> _Prompt_: Convert every line of the records below into a Markdown table with the columns Row and Line, numbering each row and leaving out blank lines.

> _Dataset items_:

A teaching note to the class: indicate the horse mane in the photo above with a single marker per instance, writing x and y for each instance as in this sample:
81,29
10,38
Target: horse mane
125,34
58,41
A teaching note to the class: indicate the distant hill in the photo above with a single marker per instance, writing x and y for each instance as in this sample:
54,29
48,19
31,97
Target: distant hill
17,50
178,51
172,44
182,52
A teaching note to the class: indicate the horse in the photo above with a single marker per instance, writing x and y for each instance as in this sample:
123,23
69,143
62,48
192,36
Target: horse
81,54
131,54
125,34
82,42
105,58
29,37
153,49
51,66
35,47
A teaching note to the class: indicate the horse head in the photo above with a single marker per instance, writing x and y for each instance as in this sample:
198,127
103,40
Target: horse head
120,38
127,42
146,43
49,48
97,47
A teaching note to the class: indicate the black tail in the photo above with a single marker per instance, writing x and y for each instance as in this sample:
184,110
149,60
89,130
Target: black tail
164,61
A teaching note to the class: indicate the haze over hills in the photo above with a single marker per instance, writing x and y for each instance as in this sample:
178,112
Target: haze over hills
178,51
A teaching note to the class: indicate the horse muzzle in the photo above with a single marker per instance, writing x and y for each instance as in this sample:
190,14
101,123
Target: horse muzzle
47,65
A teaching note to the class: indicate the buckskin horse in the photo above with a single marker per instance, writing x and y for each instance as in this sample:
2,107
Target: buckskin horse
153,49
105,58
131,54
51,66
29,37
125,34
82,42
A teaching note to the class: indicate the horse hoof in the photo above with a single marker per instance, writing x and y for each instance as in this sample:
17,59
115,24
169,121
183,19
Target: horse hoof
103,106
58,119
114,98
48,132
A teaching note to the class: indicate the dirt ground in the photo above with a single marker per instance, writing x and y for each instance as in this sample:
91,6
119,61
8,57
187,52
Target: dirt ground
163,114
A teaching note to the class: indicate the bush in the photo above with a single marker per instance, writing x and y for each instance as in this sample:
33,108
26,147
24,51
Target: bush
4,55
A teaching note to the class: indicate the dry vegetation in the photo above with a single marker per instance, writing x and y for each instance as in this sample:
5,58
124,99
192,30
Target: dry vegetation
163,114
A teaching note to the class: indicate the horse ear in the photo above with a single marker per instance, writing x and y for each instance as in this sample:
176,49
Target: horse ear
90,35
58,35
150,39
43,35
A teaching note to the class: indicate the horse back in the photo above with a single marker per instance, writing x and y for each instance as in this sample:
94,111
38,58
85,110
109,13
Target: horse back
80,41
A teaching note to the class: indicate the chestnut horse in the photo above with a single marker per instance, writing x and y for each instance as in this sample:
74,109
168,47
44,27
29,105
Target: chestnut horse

> _Complete response_:
| Row | Line |
|---|---|
| 1 | A teaching note to the class: indicate the horse mane in the photo above with a single marker per instance, writing x and y for each instance as in this sample: |
| 2 | 81,29 |
| 3 | 10,38 |
| 4 | Target: horse mane |
| 5 | 125,34 |
| 6 | 58,41 |
| 7 | A teaching note to the class: indicate the distant hill in the photo above with a single marker per instance, writing x and y for each instance as in this sample: |
| 8 | 54,29 |
| 9 | 48,19 |
| 10 | 31,97 |
| 11 | Target: distant hill |
| 12 | 17,50 |
| 13 | 178,51 |
| 14 | 172,44 |
| 15 | 182,52 |
| 16 | A teaching note to the class: indicate the horse in the photo above with a single marker per instance, writing x and y for each instance as in this sample: |
| 17 | 123,23 |
| 18 | 69,143 |
| 19 | 62,48 |
| 20 | 192,36 |
| 21 | Target: horse |
| 22 | 81,54 |
| 23 | 131,54 |
| 24 | 125,34 |
| 25 | 82,42 |
| 26 | 105,58 |
| 27 | 29,37 |
| 28 | 153,49 |
| 29 | 51,66 |
| 30 | 35,47 |
| 31 | A teaching note to the class: indicate the horse head in the photo above with a single marker per instance, writing x and y for each instance as in this sample: |
| 32 | 198,127 |
| 33 | 103,40 |
| 34 | Target: horse head |
| 35 | 120,38 |
| 36 | 127,42 |
| 37 | 146,43 |
| 38 | 49,48 |
| 39 | 97,47 |
| 40 | A teaching note to the class: indicate the black tail in the photo above with a single marker per instance, writing x and y for each instance as in this sample: |
| 41 | 184,110 |
| 42 | 149,60 |
| 43 | 89,130 |
| 44 | Target: black tail |
| 45 | 164,61 |
| 46 | A teaching note to the class: indicate the haze over hills in the photo above with a single marker per instance, writing x and y for each instance as in this sample: |
| 47 | 178,112 |
| 48 | Target: haze over hills |
| 49 | 178,51 |
| 50 | A teaching note to the class: indicate the horse muzzle in the photo above with a single marker per instance, writing x and y for each instance as in this sample: |
| 51 | 190,14 |
| 52 | 101,123 |
| 53 | Target: horse muzzle |
| 54 | 47,65 |
| 55 | A teaching note to the class: indicate the buckskin horse in the photo above with a single marker per instance, writing x and y for each instance as in this sample: |
| 56 | 2,107 |
| 57 | Target: buckskin horse |
| 58 | 153,49 |
| 59 | 105,58 |
| 60 | 131,54 |
| 61 | 51,66 |
| 62 | 29,37 |
| 63 | 125,34 |
| 64 | 82,42 |
| 65 | A teaching note to the class: indicate the horse hoof in the photo above with a single marker per instance, writing x and y for each instance as in this sample: |
| 66 | 17,59 |
| 67 | 115,24 |
| 68 | 169,121 |
| 69 | 183,19 |
| 70 | Target: horse hoof |
| 71 | 103,106 |
| 72 | 58,119 |
| 73 | 114,98 |
| 74 | 48,132 |
| 75 | A teaching note to the class: indicate the dirt ground in the photo above with a single marker per instance, writing x and y for each instance as in this sample: |
| 76 | 91,6 |
| 77 | 119,61 |
| 78 | 8,57 |
| 79 | 187,52 |
| 80 | Target: dirt ground |
| 81 | 163,114 |
| 82 | A teaching note to the class: indicate the bush in the photo above with a single marker per instance, writing x and y for each instance as in this sample: |
| 83 | 33,108 |
| 84 | 26,147 |
| 85 | 24,51 |
| 86 | Target: bush |
| 87 | 4,55 |
| 88 | A teaching note to the class: indicate the dry vegetation in the photo above with a single marker per instance, writing x and y for each instance as in this sample: |
| 89 | 5,58 |
| 90 | 124,99 |
| 91 | 192,30 |
| 92 | Target: dry vegetation |
| 93 | 163,114 |
| 94 | A teaching note to the class: indicate the horse ear in the photo above with a single marker per instance, writing x and y for each instance as in this sample: |
| 95 | 176,49 |
| 96 | Target: horse ear |
| 97 | 90,35 |
| 98 | 58,35 |
| 99 | 150,39 |
| 100 | 43,35 |
| 101 | A teaching note to the class: indicate the horse back in the photo above with a single marker per instance, writing x and y for each instance as in this sample: |
| 102 | 94,111 |
| 103 | 38,58 |
| 104 | 85,110 |
| 105 | 109,13 |
| 106 | Target: horse back |
| 107 | 80,41 |
| 108 | A teaching note to the class: indicate the chestnut horse in the photo above with a single marker per instance, writing x and y for each instance as in this sample: |
| 109 | 74,109 |
| 110 | 168,47 |
| 111 | 44,27 |
| 112 | 29,105 |
| 113 | Target: chestnut horse |